Pick out each line in the items below that contains the word "positive".

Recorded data
════

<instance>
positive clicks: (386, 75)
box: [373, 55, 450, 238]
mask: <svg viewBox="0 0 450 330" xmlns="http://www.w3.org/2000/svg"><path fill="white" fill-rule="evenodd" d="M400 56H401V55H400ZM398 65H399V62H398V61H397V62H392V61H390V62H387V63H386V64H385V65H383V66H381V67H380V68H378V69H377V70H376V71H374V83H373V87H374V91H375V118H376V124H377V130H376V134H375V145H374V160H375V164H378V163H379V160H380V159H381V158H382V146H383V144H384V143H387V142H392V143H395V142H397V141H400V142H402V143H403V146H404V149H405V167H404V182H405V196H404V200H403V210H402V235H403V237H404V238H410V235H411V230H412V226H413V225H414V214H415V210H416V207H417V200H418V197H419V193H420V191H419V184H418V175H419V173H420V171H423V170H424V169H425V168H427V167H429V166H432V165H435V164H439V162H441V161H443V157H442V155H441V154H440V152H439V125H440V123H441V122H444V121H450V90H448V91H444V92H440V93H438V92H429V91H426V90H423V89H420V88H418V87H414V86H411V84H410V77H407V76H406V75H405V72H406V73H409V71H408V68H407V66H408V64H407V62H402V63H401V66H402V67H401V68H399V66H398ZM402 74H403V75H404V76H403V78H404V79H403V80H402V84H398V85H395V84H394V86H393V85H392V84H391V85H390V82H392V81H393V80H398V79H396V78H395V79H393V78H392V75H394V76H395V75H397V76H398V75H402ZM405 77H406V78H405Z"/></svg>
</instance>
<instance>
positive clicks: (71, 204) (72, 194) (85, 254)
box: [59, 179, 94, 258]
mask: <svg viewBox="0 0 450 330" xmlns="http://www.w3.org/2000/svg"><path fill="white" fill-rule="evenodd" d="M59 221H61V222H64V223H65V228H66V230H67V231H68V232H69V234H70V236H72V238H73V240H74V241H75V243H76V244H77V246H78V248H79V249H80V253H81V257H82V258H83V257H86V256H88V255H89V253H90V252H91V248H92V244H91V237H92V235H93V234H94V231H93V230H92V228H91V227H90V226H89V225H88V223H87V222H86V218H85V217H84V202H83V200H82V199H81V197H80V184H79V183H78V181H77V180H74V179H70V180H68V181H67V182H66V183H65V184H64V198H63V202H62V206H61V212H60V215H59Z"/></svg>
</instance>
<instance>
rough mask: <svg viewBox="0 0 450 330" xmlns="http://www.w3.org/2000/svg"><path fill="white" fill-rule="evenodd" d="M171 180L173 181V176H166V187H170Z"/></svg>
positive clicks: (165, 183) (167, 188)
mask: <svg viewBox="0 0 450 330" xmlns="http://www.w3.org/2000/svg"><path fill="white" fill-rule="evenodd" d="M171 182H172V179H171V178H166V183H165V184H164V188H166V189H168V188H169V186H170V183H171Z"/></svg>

════

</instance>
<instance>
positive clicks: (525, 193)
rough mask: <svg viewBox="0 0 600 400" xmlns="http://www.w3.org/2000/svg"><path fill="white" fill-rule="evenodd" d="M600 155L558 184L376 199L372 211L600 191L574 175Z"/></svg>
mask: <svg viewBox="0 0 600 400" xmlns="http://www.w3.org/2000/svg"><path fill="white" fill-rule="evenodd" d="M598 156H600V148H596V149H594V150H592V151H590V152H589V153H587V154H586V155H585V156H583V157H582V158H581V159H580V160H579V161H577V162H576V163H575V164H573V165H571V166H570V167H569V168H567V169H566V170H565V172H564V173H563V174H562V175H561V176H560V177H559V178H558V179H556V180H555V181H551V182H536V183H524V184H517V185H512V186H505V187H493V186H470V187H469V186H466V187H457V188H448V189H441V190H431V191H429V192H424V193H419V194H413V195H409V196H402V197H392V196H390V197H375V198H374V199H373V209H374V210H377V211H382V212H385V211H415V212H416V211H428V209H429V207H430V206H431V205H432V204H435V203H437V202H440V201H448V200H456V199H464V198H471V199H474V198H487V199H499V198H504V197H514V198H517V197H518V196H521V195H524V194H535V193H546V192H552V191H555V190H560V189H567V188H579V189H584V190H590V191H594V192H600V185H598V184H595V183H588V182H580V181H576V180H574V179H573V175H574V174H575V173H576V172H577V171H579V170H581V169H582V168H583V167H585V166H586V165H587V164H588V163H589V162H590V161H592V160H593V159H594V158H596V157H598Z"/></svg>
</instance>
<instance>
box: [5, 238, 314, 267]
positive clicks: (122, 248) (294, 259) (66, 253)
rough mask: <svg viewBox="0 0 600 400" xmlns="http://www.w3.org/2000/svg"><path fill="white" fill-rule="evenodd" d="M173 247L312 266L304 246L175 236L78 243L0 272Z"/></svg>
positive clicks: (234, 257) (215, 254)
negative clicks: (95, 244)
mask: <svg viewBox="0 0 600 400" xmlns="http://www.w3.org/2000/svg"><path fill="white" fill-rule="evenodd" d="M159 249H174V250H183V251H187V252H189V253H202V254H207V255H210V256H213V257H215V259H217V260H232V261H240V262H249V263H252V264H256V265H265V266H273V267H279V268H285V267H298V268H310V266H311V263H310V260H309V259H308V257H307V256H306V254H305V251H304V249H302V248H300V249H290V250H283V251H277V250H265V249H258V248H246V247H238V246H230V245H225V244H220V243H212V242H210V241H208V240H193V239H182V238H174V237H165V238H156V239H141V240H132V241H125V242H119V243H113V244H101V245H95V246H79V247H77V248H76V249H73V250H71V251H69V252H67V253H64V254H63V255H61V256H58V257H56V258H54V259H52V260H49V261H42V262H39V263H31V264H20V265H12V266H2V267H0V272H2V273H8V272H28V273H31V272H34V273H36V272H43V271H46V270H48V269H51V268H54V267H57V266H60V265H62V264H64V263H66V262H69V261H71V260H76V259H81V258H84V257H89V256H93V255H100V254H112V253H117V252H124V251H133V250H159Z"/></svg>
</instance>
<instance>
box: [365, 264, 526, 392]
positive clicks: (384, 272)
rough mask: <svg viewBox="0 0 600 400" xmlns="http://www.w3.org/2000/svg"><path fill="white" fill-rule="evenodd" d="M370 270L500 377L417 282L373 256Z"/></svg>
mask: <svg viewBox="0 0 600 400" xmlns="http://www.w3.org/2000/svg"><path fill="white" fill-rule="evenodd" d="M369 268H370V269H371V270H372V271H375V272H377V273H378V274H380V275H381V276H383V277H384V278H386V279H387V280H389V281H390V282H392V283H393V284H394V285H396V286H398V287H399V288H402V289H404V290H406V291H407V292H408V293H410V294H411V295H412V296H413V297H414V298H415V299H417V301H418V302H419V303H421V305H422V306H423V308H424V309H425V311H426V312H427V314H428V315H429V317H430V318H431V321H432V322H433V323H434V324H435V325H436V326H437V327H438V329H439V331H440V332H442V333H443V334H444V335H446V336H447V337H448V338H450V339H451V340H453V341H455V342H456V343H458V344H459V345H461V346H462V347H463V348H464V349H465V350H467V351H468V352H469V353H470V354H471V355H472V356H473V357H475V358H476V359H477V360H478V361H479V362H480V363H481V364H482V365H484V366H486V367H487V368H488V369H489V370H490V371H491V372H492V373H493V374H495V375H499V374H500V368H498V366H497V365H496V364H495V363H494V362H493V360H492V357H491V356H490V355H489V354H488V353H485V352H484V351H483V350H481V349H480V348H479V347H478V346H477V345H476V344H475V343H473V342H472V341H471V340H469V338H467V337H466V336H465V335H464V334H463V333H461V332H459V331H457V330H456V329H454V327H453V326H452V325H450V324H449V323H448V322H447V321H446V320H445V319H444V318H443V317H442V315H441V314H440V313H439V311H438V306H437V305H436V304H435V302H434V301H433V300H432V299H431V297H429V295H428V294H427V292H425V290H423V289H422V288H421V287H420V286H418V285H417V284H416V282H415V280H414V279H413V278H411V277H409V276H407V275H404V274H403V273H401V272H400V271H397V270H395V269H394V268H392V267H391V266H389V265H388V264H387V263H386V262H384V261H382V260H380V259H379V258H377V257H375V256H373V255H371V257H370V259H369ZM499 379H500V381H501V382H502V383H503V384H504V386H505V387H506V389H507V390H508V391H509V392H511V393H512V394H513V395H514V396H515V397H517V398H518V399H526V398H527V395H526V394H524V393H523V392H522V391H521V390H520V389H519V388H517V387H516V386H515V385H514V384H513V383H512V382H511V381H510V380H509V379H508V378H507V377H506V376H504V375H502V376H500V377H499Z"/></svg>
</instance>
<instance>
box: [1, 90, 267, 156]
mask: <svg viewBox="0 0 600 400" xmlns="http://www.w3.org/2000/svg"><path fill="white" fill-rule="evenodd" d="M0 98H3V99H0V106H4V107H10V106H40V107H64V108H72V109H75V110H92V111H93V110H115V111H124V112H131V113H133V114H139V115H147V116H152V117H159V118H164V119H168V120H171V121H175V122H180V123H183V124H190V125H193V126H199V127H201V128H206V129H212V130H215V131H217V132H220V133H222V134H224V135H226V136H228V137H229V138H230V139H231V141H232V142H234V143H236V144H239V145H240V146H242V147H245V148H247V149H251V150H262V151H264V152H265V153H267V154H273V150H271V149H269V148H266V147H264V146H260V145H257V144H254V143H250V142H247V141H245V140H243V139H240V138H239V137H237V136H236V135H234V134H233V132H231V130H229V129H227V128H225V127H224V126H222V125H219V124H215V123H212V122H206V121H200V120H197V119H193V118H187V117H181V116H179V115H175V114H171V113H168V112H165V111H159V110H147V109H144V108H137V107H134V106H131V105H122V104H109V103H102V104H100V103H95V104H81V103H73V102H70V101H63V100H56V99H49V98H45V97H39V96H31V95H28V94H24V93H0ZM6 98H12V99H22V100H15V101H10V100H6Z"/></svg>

════

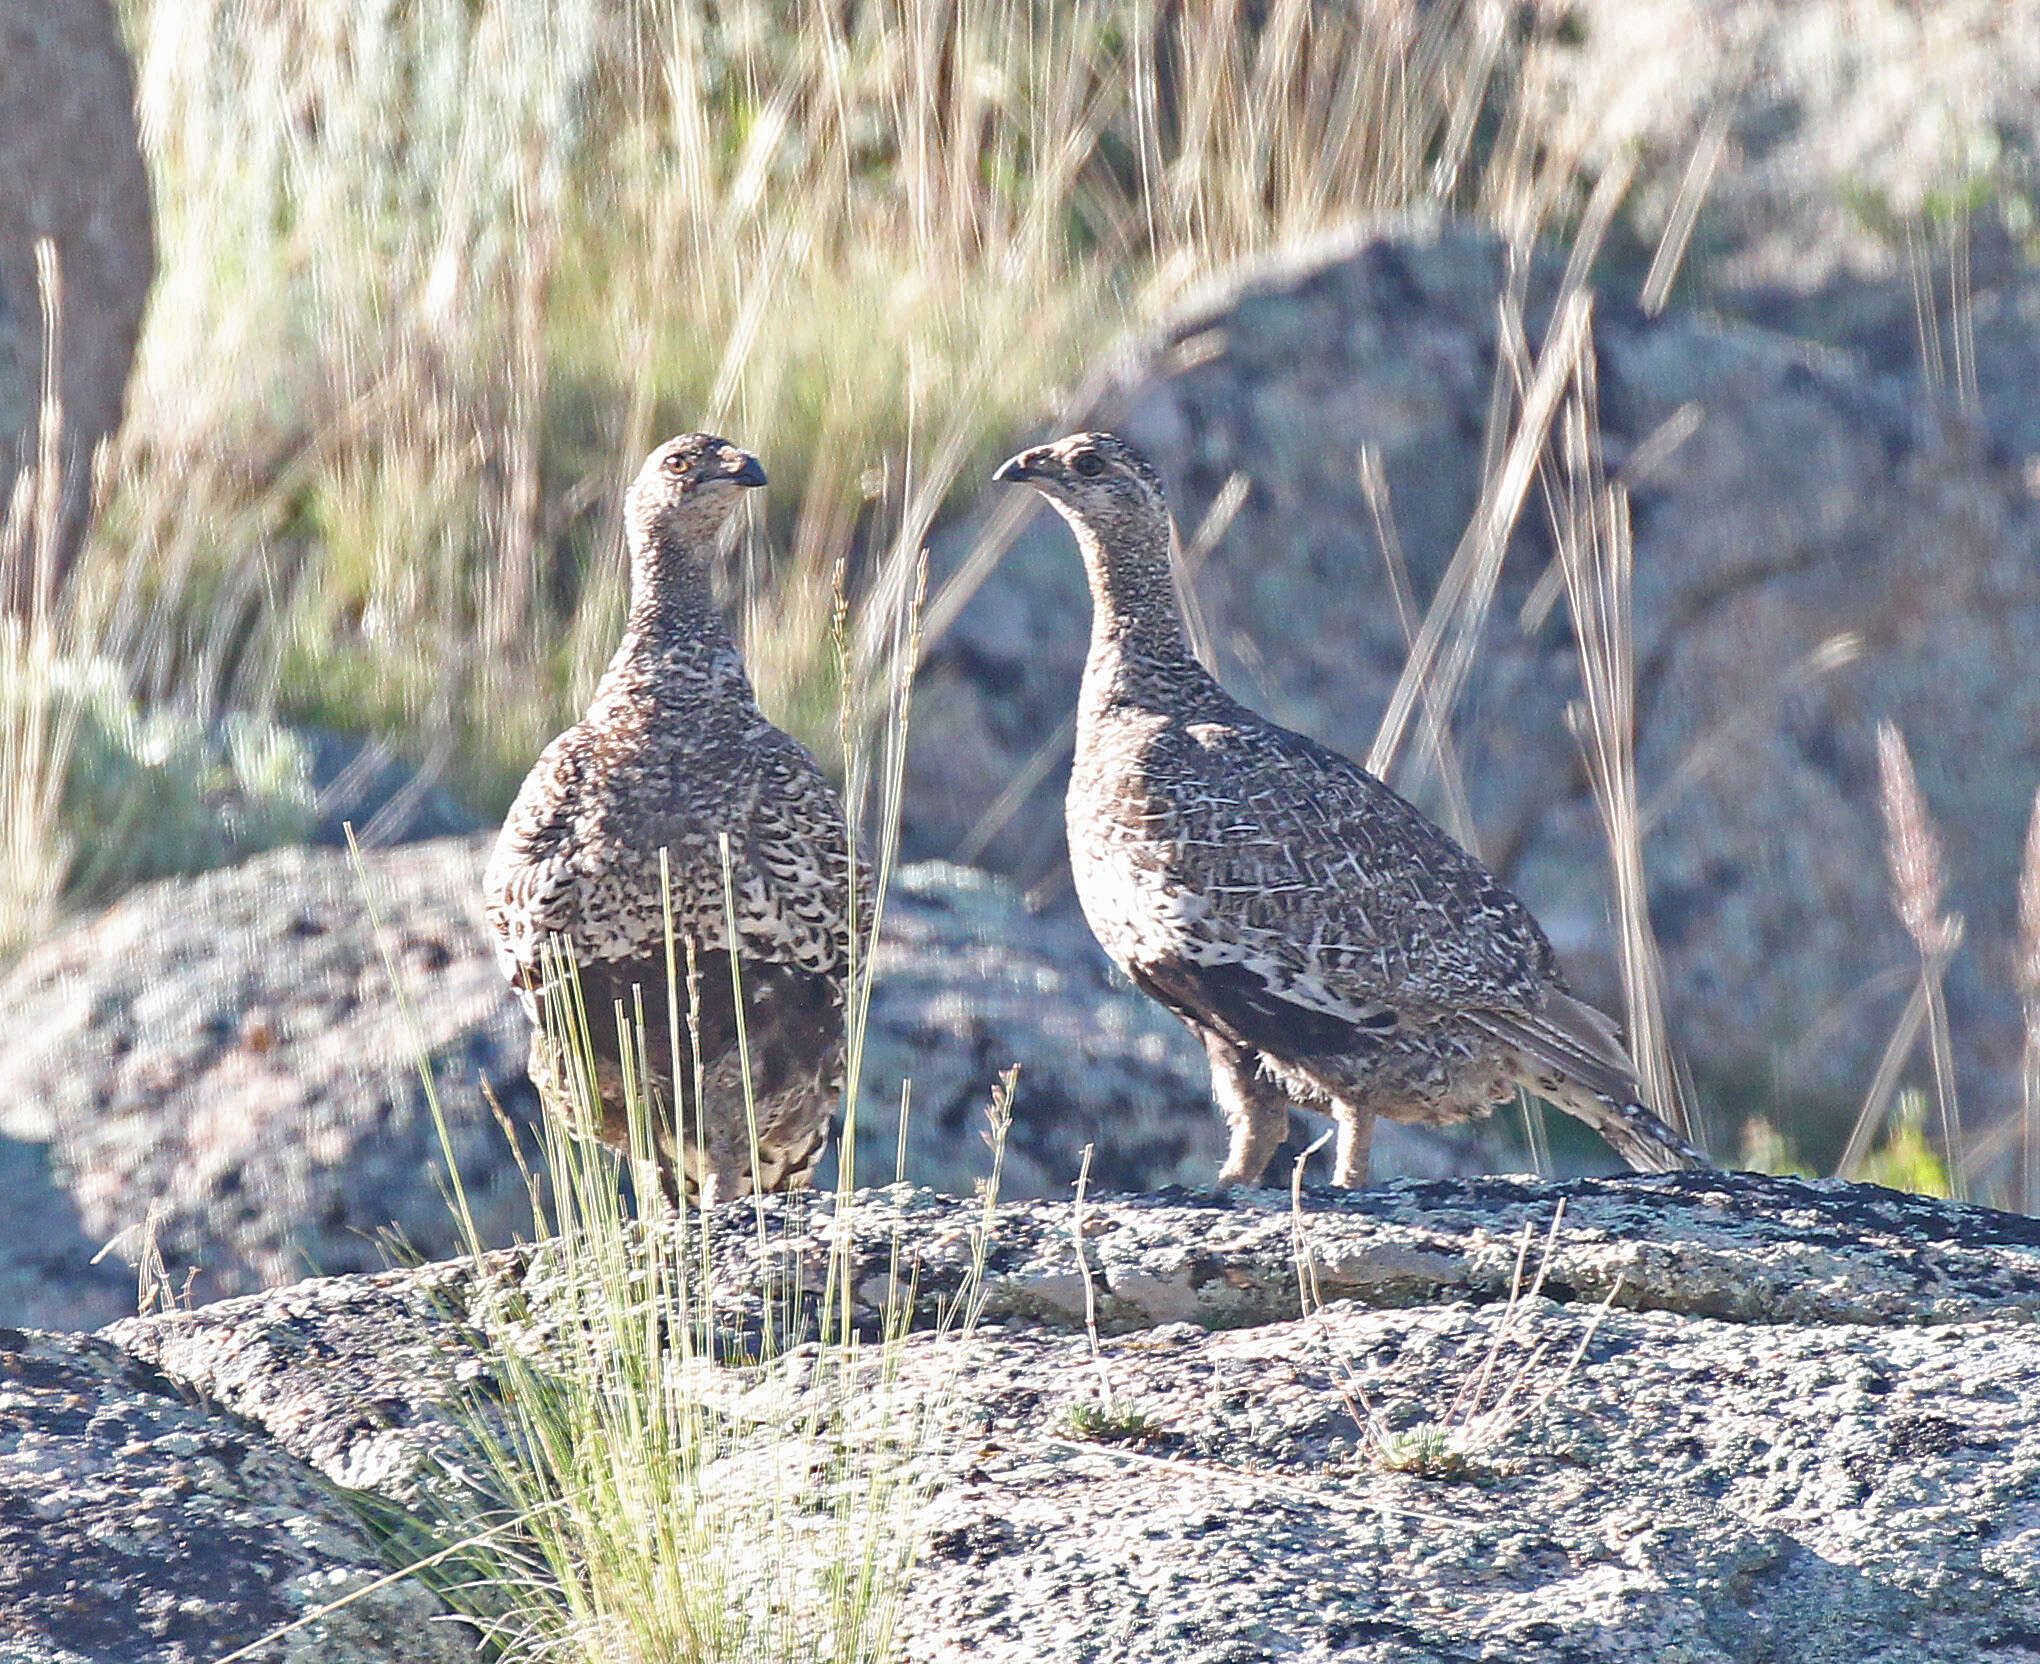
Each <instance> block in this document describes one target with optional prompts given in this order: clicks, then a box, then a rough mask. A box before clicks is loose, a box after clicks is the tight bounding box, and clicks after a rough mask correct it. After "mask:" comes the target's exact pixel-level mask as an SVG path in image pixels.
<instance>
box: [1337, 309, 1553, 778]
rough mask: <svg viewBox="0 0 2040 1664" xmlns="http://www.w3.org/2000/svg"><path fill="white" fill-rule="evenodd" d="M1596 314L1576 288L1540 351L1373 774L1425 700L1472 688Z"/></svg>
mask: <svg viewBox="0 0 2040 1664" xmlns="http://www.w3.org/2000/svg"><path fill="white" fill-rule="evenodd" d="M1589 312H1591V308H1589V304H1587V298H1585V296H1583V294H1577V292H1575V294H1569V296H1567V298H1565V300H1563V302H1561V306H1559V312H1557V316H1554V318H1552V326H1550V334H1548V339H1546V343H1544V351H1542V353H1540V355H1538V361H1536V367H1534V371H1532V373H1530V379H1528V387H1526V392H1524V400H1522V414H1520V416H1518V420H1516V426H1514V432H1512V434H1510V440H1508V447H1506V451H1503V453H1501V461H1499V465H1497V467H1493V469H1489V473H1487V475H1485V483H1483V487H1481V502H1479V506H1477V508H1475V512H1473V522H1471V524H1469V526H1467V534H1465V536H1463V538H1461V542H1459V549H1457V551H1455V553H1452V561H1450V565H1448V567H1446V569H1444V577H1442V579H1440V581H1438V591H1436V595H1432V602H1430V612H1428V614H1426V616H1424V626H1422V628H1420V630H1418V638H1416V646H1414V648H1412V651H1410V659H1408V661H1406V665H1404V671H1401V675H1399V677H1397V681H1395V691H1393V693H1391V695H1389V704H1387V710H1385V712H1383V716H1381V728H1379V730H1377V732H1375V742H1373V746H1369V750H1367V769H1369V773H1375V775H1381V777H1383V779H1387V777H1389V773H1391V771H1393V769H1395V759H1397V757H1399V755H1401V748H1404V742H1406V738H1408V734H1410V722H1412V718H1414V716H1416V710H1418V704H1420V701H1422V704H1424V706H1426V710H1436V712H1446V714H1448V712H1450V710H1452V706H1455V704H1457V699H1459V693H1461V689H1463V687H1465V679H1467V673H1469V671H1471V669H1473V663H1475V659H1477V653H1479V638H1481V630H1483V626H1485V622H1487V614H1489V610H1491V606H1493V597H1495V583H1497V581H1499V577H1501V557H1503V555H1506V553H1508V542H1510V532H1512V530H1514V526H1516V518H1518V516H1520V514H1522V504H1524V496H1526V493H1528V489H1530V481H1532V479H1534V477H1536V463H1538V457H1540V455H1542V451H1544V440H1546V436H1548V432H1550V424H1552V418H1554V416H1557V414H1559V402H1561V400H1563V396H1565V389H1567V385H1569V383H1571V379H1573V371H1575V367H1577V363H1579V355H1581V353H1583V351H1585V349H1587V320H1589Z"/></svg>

════

**PROBLEM SOLUTION**
positive clicks: (386, 75)
positive clicks: (71, 204) (72, 194) (85, 254)
positive clicks: (165, 183) (167, 188)
positive clicks: (525, 193)
positive clicks: (122, 248) (294, 259) (66, 253)
positive clicks: (234, 257) (215, 254)
positive clicks: (384, 272)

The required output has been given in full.